## SUPPLIED TEXT
==================================================

Wireless-access telecommunications systems are well known in the art. They provide over-the-air (e.g., radio wave, infrared) connections between user communication terminals and a communications switching and transport network such as the telephone network. An illustrative example thereof are cellular radio-telephone systems.
In cellular radio-telephone systems, a plurality of radio cells, also referred to as base stations, are dispersed through a geographical area and each provides radio-telephone service to radio-telephones in its vicinity, referred to as a cell zone. The cells are conventionally connected to the public telephone network through a circuit-switched communications network known in the art collectively as a Mobile Telephone Switching Office (MTSO) or Mobile Switching Center (MSC). When a mobile radio-telephone crosses from one cell zone to another, its servicing is transferred from the cell serving the one cell zone to the cell serving the other cell zone through a process known as a "hard handoff". Adjacent cell sites operate at different radio frequencies, so a "hard handoff" involves a change in the radio frequency that is used to service the mobile telephone. This change in turn requires the cellular radio-telephone system to make a second communications connection to the mobile radio-telephone and to simultaneously drop the first connection. This takes time and uses processing capacity and switching fabric resources, thereby having a negative impact on the system's call-carrying capacity.

==================================================

## SOURCE INFORMATION
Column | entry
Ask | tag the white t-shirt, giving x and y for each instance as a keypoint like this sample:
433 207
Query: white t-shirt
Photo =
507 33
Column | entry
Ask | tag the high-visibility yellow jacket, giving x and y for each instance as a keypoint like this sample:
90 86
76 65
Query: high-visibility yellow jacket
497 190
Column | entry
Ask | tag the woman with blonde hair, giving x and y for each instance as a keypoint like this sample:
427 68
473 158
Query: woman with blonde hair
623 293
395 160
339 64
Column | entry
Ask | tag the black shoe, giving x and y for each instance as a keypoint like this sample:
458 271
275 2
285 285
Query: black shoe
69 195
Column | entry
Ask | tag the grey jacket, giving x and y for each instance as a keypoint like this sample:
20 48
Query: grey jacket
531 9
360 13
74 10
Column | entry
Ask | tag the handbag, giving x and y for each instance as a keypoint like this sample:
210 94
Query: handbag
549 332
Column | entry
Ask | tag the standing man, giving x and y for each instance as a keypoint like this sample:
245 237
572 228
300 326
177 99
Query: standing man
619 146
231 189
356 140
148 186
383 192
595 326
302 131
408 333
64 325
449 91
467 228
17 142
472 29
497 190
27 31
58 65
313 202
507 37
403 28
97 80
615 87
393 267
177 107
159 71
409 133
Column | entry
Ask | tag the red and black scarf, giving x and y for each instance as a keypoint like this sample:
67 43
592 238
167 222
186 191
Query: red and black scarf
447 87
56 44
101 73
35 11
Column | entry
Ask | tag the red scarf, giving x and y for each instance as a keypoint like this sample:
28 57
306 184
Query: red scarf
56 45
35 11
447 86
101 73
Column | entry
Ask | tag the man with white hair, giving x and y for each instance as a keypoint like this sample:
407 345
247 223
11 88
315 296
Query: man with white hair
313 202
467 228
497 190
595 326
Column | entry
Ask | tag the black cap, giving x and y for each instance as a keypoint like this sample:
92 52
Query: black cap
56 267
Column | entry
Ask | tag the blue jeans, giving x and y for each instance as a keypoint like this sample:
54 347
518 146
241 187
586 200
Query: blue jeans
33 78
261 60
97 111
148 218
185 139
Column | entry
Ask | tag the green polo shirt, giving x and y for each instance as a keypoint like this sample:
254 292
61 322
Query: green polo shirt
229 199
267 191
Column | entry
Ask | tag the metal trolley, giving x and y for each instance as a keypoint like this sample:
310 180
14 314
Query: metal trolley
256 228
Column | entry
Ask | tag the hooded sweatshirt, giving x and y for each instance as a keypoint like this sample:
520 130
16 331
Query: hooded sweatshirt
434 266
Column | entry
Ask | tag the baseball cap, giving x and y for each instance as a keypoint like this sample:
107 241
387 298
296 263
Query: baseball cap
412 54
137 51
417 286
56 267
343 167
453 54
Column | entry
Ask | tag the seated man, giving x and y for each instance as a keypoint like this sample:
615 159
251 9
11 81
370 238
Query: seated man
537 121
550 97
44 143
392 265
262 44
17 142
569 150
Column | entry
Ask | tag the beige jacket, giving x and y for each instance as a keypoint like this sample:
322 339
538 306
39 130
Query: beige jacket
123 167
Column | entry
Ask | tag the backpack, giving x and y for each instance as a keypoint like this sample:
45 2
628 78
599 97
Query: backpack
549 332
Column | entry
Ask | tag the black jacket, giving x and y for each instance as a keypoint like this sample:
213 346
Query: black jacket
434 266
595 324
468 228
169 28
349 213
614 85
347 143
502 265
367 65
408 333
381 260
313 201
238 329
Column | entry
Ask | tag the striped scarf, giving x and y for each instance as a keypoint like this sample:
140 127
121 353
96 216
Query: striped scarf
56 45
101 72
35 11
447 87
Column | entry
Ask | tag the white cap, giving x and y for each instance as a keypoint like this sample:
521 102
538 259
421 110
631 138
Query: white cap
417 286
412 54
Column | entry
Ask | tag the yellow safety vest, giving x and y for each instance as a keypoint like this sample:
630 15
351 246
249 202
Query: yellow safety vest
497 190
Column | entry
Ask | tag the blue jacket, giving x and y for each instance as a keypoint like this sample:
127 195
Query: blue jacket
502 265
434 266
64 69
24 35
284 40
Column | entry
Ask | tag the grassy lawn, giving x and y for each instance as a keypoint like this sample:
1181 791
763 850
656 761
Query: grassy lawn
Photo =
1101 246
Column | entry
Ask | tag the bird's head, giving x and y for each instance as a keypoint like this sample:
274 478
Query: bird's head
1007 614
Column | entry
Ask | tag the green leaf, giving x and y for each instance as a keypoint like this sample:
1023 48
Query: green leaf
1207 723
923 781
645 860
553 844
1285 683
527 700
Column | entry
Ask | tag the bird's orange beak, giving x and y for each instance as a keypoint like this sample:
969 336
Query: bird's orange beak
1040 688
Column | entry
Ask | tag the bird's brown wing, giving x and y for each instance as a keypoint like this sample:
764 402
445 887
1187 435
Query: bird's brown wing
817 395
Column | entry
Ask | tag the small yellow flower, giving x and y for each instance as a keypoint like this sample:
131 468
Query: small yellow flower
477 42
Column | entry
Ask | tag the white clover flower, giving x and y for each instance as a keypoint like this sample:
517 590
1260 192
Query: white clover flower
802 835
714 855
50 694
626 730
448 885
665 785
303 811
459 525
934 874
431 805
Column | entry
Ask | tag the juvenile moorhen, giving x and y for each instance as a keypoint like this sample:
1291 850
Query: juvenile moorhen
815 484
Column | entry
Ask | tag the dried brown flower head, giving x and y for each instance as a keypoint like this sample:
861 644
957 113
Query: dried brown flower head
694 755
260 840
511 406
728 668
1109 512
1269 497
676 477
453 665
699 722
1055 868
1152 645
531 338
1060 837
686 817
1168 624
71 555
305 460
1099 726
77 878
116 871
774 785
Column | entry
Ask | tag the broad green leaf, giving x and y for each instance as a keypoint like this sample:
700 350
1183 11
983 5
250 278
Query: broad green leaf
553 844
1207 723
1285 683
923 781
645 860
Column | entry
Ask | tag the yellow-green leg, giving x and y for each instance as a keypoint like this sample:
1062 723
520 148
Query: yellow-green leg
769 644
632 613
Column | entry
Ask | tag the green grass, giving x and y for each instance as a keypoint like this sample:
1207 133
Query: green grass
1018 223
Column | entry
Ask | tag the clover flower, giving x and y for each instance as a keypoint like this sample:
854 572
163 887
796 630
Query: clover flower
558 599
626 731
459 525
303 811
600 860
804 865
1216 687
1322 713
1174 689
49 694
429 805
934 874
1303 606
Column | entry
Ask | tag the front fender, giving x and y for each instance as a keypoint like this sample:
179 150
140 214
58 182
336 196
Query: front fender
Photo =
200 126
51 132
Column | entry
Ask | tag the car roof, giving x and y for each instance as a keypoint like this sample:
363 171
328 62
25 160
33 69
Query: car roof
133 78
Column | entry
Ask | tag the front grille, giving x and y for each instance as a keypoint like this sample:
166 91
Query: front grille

==================================================

## YOUR TASKS
a) Answer these about the passage on wireless-access telecommunications:
(i) What does the passage give as an illustrative example of wireless-access telecommunications systems?
(ii) What else are the radio cells referred to as?
(iii) By what two names is the circuit-switched network connecting the cells to the public telephone network collectively known?
b) From the passage on wireless-access telecommunications, extract the words starting with "Wireless-access telecommunications systems" and going on through "cellular radio-telephone systems.".
c) Write what comes next in the passage on wireless-access telecommunications, picking up after its last sentence.

## LIST OF ANSWERS
a)
(i) Cellular radio-telephone systems.
(ii) Base stations.
(iii) Mobile Telephone Switching Office (MTSO) or Mobile Switching Center (MSC).

b)
Wireless-access telecommunications systems are well known in the art. They provide over-the-air (e.g., radio wave, infrared) connections between user communication terminals and a communications switching and transport network such as the telephone network. An illustrative example thereof are cellular radio-telephone systems.

c)
Mobile telephony is very popular, and the number of mobile radio-telephones is growing. This results in congestion of the presently-allocated radio-frequency spectrum and a need to more efficiently use that radio-frequency spectrum. The conventional mobile radio-telephony technique, known as frequency-division multiple-access (FDMA), tries to maximize capacity by splitting available bandwidth into separate channels in the frequency domain (e.g., into 30 KHz channels). But the radio-frequency spectrum that is allocated to mobile radio-telephone service is limited to 60 MHz.
A capacity-expanding technique, known as time-division multiple-access (TDMA) is known in the art and is a subject of technical standardization. It is a digital radio technique that splits each 30 KHz channel frequency into a plurality of time slots, each one or more of which can then act as a separate channel. The handoff procedure is similar to that used for conventional mobile radio-telephony, so the TDMA technique can in many instances be handled through conventionally-structured radio-telephone systems with only a change-out of the radio, i.e., the radio-frequency transmission and reception, equipment. But it only increases total system capacity approximately three-fold for mobile applications, which may not be adequate in many congested areas where cellular communications traffic is very high.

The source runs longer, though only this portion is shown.